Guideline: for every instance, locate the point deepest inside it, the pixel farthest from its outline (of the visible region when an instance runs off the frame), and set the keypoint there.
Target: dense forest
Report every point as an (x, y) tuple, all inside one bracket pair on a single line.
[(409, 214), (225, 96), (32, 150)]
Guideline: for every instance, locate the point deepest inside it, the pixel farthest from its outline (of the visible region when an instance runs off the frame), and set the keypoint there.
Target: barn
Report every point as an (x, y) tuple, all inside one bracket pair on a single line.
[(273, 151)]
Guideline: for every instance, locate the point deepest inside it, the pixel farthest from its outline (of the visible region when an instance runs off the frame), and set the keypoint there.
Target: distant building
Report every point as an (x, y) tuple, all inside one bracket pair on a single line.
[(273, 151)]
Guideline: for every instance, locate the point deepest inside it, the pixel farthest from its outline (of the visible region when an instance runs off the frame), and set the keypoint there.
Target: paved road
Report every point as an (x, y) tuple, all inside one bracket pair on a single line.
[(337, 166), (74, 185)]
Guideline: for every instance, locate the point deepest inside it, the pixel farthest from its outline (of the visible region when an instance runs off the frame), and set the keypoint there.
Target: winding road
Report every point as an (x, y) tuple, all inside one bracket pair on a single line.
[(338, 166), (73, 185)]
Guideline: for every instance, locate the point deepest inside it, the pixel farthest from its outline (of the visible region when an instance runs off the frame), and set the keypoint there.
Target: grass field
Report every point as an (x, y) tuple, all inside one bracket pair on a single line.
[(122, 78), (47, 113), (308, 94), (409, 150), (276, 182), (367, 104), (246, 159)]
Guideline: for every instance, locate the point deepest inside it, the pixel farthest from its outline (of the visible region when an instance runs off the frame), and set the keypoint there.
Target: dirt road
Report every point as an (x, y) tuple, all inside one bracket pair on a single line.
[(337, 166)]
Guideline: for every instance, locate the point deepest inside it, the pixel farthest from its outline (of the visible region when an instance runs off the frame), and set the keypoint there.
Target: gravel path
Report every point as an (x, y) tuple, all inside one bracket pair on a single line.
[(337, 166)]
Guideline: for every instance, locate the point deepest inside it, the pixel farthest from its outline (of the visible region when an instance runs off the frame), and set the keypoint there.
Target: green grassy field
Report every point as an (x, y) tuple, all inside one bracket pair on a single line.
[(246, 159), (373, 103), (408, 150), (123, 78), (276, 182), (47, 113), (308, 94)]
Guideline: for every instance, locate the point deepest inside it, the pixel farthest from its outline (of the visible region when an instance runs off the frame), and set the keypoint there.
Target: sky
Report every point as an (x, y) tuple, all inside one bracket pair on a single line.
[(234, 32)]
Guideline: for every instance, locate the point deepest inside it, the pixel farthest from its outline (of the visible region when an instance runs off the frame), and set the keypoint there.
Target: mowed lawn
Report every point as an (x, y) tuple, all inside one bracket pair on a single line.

====

### Activity
Go through the listing above and pull out each line containing the word "road".

### Response below
Target: paved road
Target: winding road
Target: dirt road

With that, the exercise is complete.